■ **Text block**:
· · · · ·

Party volunteers make campaigns hum


A life? Wait 'til after the election

By Debra Jasper
Columbus Enquirer Bureau

map
        COLUMBUS — With his long, gray ponytail and flashy turquoise rings, 46-year-old Wallace Clevenger stands out amid the clean-cut young conservatives working in the Ohio campaign headquarters for George W. Bush.

        As he stuck address labels on stacks of envelopes, Mr. Clevenger acknowledged that he usually votes Democratic in presidential elections. But this year, the former Marine cited two reasons for helping Mr. Bush.

        “He's talking about boosting the military,” Mr. Clevenger explained, “And I'm a member of the NRA.”

        He says he agrees with Mr. Bush's stand against strict gun-control laws. He grinned and added, “I believe in home protection, and there are some things my pit bull can't get around.”

        Much of the focus in the last months of this presidential campaign has centered on the candidates' television ads, stump speeches and nationally televised debates.

[photo] Volunteer Tricia Eckfield, who works for a Columbus employment agency, spends her evenings making phone calls at the Bush headquarters in Columbus.
(Glenn Hartong photos)
| ZOOM |
        But in a battleground state such as Ohio, the success of huge get-out-the-vote efforts run by little-known campaign workers — with help from volunteers like Mr. Clevenger — could determine who squeaks out a victory here on Nov. 7.

        “This isn't a national campaign, it's a state-by-state campaign,” said Bob Paduchik, 34, executive director of the Bush-Cheney campaign in Ohio.

        J.B. Poersch, 38, head of field operations in Ohio for Mr. Gore, said grass- roots efforts are particularly critical for Democrats.

        “In a state with a strong Republican statewide presence, we have to work extra hard,” he said. “We have to emphasize turnout.”

        These Bush and Gore strategists, who spend their days in cramped downtown offices just blocks from each other, are in charge of deciding how to coordinate thousands of Ohio volunteers and how to distribute leaflets, yard signs, buttons and bumper stickers.

[photo] Kevin Rhoades from Dublin, Ohio, and Wendy Dray of Columbus are among volunteers at the Gore headquarters in Columbus.
| ZOOM |
        Along with a handful of others, they also lobby for candidates to visit Ohio more often, handle statewide media requests and wrestle with a deluge of daily questions such as what to put on a candidate's Web site.

· · · · ·

■ **Information provided**:

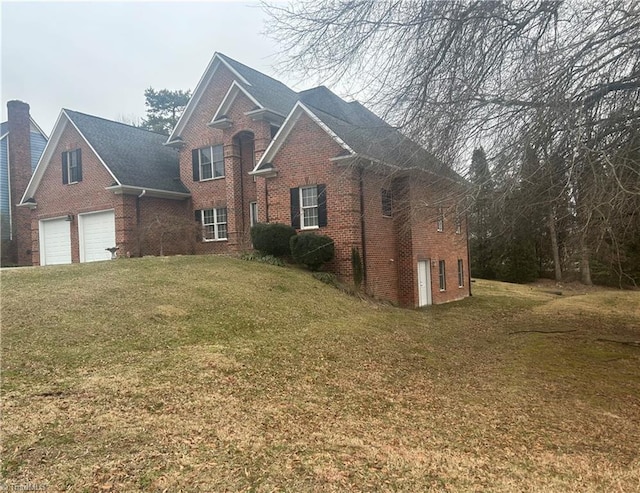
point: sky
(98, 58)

· · · · ·

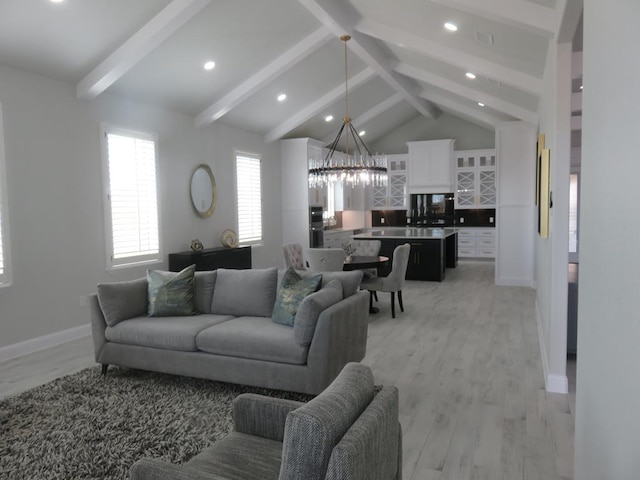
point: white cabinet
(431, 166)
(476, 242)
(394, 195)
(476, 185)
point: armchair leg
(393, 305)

· · · · ·

■ **Task to complete**: In the article on Ohio campaign volunteers, condense the paragraph that opens with "These Bush and Gore strategists" while keeping its main facts. The records come from a separate source.

■ **Full solution**: Working in cramped downtown offices a few blocks apart, the Bush and Gore strategists decide how to coordinate thousands of Ohio volunteers and how to hand out leaflets, yard signs, buttons and bumper stickers.